| EXTRACT PROVIDED |
════

In summary, comparing our architectures with similar existing architectures (i.e., no input constrains nor limited values of N) in the literature [21, 22] regarding the hardware requirements, we conclude that the appropriate architecture depends on the application priority. If timing optimization is required, then [22] reaches the best latency. Otherwise, if a circuit area minimal solution is required, our architectures are more suitable.

Table 4 Comparison of hardware complexity and latency of the proposed architectures with the existing architectures for 256-point DFrFT

We can also compare our architectures with that proposed in [30]. In this context, it is relevant to point out that, in the cited paper, a sampling-type DFrFT is considered (please, see the second paragraph of Sect. 1). Moreover, in [30], the architecture is restricted to the computation of a 256-point DFrFT, without a report of how the hardware complexity behaves for general N-point transforms, nor numerical error analysis (only a qualitative architecture error analysis for a small set of input signal and parameters is provided). A fair comparison of latency in clock cycles between [30] and our architectures is unfeasible, because, although the cited paper provides the latency in microseconds (\(=2.819 \mu s\)), it does not inform the running clock frequency. The proposed \(\hbox {HGL}_2\) architecture has memory requirements (in bits) similar to those given in [30], \(\approx 848\) kbits and 828 kbits, respectively [31]. Although the arithmetic hardware complexity is not properly detailed (numbers of adders and multipliers) in [30], according to the FPGA documentation used in the referred work [31], we can deduce that the number of required arithmetic hardware component is significantly higher than that required in our architectures. Finally, the number of registers used in the referred architecture is, at least, 7 times greater than ours. In brief, even taking into account the caveats outlined above and the incompleteness of some experiments and records in [30], our preliminary conclusion is that, in terms of hardware complexity, our architectures outperform that described in the cited paper.

════

| DATA EXTRACT |
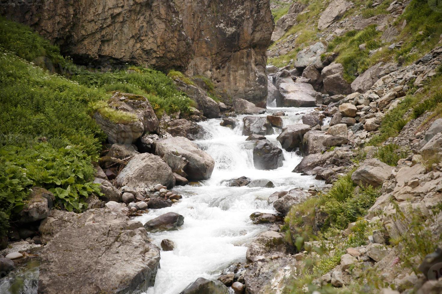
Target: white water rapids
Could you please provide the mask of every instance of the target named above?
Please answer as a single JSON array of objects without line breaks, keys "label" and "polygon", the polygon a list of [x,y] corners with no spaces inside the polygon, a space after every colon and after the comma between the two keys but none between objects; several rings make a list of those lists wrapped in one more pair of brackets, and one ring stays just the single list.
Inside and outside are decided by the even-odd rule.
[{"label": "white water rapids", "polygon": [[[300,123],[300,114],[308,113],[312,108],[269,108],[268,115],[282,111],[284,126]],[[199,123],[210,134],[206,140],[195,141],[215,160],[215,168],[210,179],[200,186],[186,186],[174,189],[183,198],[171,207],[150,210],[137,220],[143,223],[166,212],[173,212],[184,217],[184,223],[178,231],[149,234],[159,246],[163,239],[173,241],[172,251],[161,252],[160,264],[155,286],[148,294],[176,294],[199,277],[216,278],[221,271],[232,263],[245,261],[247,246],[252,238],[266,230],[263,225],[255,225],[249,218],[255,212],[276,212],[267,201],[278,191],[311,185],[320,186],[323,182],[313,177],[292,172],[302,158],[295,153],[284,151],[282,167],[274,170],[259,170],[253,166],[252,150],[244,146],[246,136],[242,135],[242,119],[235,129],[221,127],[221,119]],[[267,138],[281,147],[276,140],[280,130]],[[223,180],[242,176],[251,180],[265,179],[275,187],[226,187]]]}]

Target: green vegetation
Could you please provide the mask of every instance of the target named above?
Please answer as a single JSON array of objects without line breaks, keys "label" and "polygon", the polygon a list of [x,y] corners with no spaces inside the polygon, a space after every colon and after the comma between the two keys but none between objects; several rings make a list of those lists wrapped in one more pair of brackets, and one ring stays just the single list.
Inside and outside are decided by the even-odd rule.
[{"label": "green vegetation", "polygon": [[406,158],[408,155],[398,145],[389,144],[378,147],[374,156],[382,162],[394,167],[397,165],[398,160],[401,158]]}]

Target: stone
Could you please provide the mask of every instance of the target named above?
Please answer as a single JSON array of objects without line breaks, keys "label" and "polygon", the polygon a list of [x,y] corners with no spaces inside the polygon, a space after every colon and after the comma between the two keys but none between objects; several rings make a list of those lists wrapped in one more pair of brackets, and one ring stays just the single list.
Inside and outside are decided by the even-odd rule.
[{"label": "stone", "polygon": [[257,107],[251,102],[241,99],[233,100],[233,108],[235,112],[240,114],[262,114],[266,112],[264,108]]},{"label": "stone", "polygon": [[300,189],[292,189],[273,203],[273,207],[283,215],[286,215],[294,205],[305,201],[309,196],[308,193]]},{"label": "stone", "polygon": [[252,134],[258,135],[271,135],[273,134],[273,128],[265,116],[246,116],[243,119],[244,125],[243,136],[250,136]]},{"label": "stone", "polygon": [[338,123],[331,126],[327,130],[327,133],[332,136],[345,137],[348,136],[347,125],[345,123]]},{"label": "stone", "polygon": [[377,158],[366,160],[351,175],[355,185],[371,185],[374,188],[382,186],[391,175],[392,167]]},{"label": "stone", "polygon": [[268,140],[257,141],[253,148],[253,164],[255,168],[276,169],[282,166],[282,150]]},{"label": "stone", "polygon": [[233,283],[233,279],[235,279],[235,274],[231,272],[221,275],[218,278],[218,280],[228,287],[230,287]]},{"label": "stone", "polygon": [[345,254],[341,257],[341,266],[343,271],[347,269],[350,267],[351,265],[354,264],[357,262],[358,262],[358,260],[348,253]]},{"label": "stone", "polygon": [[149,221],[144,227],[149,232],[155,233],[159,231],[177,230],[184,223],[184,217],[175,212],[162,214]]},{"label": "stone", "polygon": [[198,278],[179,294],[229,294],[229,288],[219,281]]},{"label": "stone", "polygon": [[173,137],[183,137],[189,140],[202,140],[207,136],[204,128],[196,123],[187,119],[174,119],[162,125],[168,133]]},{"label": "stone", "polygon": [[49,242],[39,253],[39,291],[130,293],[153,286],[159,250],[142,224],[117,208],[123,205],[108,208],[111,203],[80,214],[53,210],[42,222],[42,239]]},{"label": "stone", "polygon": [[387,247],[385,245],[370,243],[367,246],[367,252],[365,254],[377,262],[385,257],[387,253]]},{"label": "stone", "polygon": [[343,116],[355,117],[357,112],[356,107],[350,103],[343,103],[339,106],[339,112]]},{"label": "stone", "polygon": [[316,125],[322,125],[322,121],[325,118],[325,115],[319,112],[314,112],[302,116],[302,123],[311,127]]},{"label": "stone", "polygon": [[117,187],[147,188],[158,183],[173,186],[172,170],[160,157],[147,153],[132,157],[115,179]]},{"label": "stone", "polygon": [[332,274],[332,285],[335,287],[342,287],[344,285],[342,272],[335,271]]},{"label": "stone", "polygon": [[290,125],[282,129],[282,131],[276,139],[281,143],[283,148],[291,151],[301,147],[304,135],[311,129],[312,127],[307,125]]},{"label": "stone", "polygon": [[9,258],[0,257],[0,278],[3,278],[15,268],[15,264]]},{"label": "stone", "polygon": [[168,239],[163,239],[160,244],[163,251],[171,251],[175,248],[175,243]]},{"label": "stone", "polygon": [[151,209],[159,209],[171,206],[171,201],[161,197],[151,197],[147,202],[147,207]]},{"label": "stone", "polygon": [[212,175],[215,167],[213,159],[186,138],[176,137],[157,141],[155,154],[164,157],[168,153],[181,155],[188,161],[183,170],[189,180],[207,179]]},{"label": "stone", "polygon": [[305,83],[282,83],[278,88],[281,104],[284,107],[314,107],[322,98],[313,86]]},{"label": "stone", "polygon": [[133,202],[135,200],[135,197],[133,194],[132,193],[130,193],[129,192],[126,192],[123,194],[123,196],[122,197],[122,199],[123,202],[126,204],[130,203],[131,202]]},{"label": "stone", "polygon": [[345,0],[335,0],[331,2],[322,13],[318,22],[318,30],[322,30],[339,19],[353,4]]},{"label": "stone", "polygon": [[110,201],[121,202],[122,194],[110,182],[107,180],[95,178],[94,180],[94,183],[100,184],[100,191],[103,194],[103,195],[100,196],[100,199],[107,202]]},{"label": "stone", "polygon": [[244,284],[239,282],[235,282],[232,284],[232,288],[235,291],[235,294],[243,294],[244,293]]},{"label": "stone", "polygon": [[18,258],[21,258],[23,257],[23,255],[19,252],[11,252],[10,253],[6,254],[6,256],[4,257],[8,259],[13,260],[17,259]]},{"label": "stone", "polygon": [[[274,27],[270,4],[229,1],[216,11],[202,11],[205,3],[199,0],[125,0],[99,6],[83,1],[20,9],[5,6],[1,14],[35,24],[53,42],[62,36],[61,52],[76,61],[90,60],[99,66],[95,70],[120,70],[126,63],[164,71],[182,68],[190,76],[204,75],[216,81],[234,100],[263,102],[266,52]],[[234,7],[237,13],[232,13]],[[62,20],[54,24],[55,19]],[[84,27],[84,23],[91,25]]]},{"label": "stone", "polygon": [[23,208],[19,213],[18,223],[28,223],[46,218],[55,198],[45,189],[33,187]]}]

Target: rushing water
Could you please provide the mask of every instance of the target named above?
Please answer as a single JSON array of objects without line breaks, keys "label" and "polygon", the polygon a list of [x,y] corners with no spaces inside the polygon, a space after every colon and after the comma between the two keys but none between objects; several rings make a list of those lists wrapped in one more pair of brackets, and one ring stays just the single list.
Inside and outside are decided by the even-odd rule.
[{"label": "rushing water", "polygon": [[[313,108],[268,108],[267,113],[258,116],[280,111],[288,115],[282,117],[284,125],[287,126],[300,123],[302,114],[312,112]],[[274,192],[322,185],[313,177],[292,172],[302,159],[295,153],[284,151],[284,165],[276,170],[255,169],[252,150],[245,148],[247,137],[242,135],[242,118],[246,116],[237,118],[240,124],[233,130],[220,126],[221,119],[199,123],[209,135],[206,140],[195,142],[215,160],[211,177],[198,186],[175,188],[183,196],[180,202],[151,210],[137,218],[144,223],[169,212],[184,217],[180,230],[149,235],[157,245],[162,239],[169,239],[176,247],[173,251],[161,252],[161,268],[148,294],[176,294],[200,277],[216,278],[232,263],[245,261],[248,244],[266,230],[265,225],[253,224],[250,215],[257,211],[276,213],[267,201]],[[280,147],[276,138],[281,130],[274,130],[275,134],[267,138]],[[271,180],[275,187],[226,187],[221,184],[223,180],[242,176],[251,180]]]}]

════

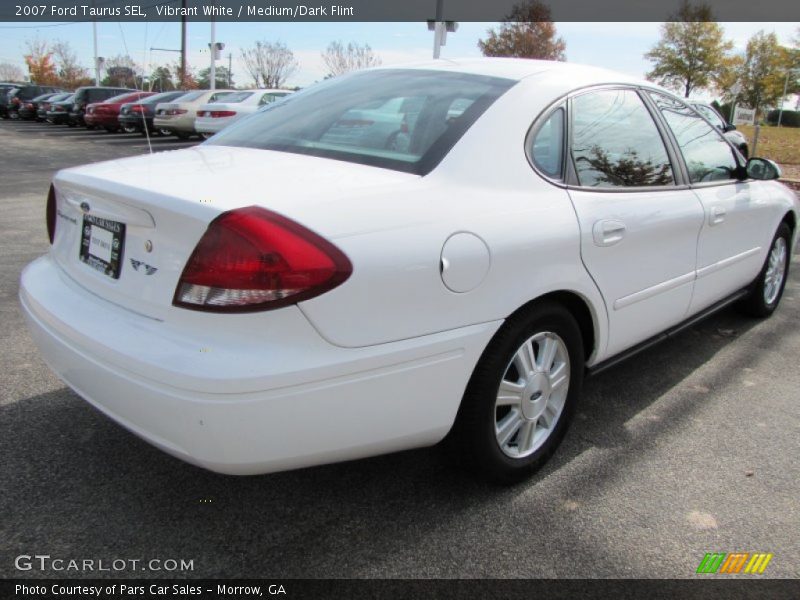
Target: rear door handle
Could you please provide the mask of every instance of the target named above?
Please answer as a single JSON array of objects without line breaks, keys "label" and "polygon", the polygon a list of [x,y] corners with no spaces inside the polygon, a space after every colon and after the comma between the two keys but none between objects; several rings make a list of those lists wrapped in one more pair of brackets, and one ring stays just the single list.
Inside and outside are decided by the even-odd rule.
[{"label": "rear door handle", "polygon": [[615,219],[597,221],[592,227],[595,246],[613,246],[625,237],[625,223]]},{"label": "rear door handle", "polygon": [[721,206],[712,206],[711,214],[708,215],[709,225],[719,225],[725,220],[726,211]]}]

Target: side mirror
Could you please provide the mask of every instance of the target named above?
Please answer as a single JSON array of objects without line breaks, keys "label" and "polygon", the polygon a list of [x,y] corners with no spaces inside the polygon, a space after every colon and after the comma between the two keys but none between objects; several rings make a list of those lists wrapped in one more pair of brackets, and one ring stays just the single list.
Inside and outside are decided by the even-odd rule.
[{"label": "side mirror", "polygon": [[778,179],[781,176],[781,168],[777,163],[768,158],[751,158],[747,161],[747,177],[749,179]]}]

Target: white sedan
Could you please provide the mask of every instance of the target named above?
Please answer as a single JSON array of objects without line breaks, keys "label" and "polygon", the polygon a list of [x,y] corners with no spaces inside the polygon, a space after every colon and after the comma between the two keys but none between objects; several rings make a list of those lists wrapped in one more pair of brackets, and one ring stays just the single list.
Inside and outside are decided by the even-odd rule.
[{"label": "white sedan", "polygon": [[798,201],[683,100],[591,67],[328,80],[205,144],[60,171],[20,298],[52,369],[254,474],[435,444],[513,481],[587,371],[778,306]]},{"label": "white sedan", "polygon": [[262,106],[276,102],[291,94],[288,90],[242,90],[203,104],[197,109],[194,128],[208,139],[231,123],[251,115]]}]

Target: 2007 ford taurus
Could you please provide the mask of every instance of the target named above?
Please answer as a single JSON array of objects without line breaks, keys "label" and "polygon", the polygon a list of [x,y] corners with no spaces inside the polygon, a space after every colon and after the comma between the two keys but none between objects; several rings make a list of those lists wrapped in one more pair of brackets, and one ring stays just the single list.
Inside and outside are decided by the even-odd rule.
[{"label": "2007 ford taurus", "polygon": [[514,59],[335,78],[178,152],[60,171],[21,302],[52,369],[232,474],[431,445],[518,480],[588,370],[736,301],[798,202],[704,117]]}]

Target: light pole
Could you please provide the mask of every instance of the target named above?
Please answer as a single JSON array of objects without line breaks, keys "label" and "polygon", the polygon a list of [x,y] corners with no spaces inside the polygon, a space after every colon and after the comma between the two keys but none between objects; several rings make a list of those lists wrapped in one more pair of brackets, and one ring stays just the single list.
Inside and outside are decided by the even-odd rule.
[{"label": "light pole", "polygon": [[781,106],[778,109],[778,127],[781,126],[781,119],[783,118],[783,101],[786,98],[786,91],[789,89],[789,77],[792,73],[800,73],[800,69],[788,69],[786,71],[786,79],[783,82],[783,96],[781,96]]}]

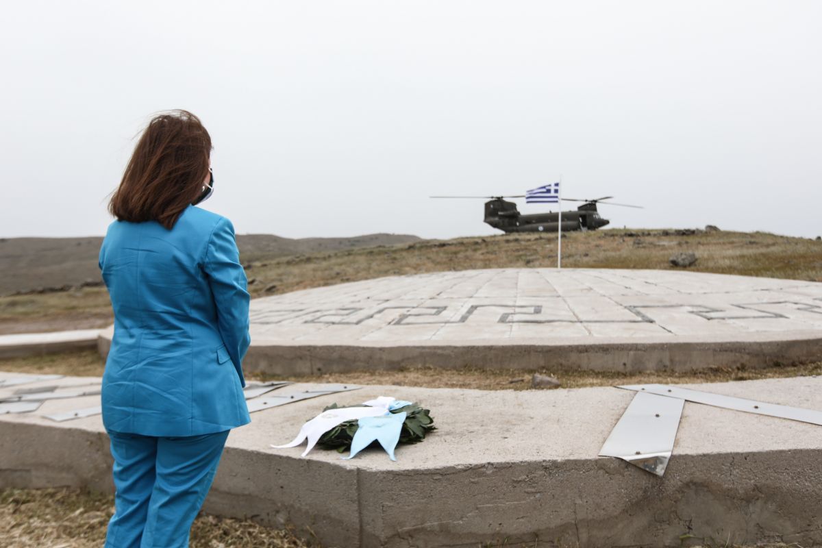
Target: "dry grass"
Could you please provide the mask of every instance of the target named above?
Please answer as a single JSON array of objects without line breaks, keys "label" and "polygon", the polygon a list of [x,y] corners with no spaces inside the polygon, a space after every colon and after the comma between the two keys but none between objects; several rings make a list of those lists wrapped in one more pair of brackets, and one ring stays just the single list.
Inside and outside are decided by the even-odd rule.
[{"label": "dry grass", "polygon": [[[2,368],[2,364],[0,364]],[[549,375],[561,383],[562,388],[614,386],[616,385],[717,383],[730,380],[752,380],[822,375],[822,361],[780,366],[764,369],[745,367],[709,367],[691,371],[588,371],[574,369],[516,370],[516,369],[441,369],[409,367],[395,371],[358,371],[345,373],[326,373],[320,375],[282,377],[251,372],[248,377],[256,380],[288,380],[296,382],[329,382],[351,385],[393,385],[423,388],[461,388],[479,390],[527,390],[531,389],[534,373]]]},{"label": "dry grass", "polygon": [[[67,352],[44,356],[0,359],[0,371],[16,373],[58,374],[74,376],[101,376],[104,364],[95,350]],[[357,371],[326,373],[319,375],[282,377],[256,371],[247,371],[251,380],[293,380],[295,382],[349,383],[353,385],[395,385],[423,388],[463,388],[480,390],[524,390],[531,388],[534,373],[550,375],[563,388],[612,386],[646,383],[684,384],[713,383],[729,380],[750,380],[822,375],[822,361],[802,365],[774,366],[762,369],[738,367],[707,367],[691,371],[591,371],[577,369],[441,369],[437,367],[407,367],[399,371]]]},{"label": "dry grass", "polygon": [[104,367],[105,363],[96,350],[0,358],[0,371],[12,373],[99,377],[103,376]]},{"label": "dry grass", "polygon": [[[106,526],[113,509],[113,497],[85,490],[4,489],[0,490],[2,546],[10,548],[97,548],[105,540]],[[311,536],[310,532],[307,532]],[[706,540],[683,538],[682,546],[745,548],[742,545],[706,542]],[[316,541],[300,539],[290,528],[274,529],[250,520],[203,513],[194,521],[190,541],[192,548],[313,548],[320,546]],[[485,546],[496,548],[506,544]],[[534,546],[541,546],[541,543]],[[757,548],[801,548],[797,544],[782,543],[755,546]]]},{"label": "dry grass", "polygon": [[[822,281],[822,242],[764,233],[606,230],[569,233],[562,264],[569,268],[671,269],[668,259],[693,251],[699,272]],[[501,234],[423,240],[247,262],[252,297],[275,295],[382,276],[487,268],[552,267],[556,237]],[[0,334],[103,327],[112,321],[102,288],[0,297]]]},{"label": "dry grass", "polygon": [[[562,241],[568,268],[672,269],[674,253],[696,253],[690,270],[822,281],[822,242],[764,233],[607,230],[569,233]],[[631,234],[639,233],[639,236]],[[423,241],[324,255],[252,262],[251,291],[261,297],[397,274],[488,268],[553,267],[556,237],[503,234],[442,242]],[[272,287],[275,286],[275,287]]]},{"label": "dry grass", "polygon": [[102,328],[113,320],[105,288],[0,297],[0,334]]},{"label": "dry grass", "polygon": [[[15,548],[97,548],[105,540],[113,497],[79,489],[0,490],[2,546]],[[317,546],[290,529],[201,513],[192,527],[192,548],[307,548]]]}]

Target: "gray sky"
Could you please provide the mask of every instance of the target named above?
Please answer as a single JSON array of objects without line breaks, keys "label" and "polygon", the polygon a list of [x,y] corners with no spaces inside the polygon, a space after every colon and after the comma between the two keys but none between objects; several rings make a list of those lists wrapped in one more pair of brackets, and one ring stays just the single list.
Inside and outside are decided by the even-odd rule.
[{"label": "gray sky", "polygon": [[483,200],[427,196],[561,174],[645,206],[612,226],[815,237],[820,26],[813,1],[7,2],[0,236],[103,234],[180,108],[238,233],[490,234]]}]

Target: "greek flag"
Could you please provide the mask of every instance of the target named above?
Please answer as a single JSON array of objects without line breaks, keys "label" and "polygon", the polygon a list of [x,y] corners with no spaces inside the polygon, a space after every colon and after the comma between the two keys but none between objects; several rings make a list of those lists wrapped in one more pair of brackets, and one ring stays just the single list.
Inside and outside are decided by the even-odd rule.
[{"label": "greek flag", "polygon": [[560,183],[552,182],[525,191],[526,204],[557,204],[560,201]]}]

════

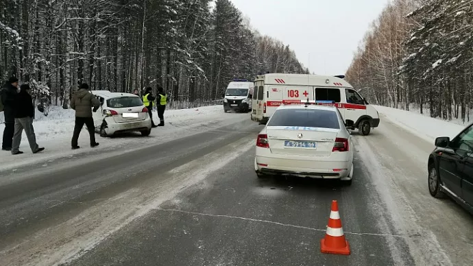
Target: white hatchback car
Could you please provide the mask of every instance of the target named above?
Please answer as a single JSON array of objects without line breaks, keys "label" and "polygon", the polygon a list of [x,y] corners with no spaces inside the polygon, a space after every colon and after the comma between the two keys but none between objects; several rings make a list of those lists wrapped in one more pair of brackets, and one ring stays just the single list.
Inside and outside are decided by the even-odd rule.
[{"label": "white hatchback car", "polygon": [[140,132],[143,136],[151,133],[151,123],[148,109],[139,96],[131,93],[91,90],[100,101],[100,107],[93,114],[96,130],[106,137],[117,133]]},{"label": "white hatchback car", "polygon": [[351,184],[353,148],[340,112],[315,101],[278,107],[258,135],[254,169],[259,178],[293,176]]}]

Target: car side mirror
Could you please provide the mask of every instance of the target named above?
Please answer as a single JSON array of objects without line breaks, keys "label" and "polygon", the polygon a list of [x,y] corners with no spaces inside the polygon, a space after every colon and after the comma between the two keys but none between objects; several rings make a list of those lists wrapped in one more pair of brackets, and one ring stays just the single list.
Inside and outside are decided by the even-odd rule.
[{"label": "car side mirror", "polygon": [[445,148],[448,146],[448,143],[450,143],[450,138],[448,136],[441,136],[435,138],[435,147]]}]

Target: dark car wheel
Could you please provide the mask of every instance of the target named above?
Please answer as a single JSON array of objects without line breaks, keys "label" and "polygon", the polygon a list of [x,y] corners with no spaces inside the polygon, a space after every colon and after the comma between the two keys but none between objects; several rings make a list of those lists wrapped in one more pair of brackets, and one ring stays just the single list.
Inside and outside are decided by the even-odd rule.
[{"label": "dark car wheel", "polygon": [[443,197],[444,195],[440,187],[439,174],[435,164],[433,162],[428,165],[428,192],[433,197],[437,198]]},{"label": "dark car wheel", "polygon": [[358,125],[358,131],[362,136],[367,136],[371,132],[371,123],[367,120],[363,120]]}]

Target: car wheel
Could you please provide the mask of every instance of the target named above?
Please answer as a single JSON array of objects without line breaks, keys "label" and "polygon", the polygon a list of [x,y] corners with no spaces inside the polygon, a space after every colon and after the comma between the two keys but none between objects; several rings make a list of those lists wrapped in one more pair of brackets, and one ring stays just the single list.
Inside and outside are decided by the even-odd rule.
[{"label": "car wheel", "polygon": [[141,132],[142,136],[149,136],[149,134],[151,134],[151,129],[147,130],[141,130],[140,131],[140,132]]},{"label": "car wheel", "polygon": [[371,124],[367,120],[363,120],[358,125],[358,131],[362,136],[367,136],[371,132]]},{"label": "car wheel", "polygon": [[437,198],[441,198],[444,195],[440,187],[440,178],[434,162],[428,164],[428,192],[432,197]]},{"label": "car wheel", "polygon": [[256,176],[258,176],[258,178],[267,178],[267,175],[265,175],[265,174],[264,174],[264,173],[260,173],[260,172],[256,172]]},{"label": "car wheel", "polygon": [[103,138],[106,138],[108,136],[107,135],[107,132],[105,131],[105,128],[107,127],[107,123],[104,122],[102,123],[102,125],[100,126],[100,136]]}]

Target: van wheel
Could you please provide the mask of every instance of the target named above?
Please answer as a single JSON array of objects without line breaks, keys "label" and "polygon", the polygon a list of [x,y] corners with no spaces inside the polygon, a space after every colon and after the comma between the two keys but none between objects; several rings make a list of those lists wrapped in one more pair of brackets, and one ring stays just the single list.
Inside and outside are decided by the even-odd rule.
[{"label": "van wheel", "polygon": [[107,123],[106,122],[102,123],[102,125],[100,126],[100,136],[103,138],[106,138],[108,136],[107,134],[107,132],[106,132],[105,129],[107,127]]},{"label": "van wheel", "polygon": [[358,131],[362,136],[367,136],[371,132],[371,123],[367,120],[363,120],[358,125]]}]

════

| TASKS TO COMPLETE |
1) How many lines of the listing contain the string "mirror", counting only exact-case matches? Reply with the number alone.
2) Could you carry on the passage comparing DFrFT hardware architectures, starting right after its final sentence?

| SOLVED PROBLEMS |
1) 4

2)
4.4 Compact Fractional Fourier Domains

In order to analyze the searching performance of an optimum fractional order for compact fractional Fourier domain, \(a_{opt.}\), and measurement of compactness, \(l_{1}\)-norm, of each DFrFT architecture, we apply the minimum norm method (MNM) proposed in [24] considering the same synthetic bi-component chirp signal used in [8] for \(N = 256\). A program runs the MNM algorithm in the HPS, while the FPGA computes the DFrFTs through the proposed DFrFT architectures.

Based on the method given in [8], we can search the \(a_{opt.}\) using the same intermediate vector \(\textbf{x}'\). Therefore, the proposed architectures compute \(\textbf{x}'\) only once, saving approximately 40% of computational arithmetic operations of the remaining DFrFTs before the algorithm convergence.

In Table 5, one can observe the respective \(a_{opt.}\), \(l_{1}\)-norm, number of DFrFTs required to find \(a_{opt.}\) and algorithm time-convergence according to each DFrFT architectures. We observe that the optimal fractional orders achieved by the proposed architectures are close to the results obtained in [8]. Additionally, the \(\hbox {HGL}_{2}\)-based architecture reached the lowest \(l_{1}\)-norm, i.e., the greatest compactness performance. Due to inherent errors of floating-point to fixed-point conversions (and vice-versa) and fixed-point arithmetic operations used in the DFrFT architectures, we believe that the proposed method requires 4 additional DFrFTs for convergence of the MNM algorithm, when compared to the results given in [8].

Table 5 Application of the MNM to a bi-component chirp signal by using the \(\hbox {HGL}_1\) and \(\hbox {HGL}_2\) architectures

The results can be visually compared by using Fig. 8, where the squared magnitude of the original chirp signal (black line) and the corresponding compact representation in fractional Fourier domain computed by the DFrFT architectures are plotted. Although the \(\hbox {HGL}_{1}\)-based DFrFT (blue line) have a central portion narrower than that of the \(\hbox {HGL}_{2}\)-based DFrFT (red line), side fluctuations contribute to higher \(l_{1}\)-norm [8].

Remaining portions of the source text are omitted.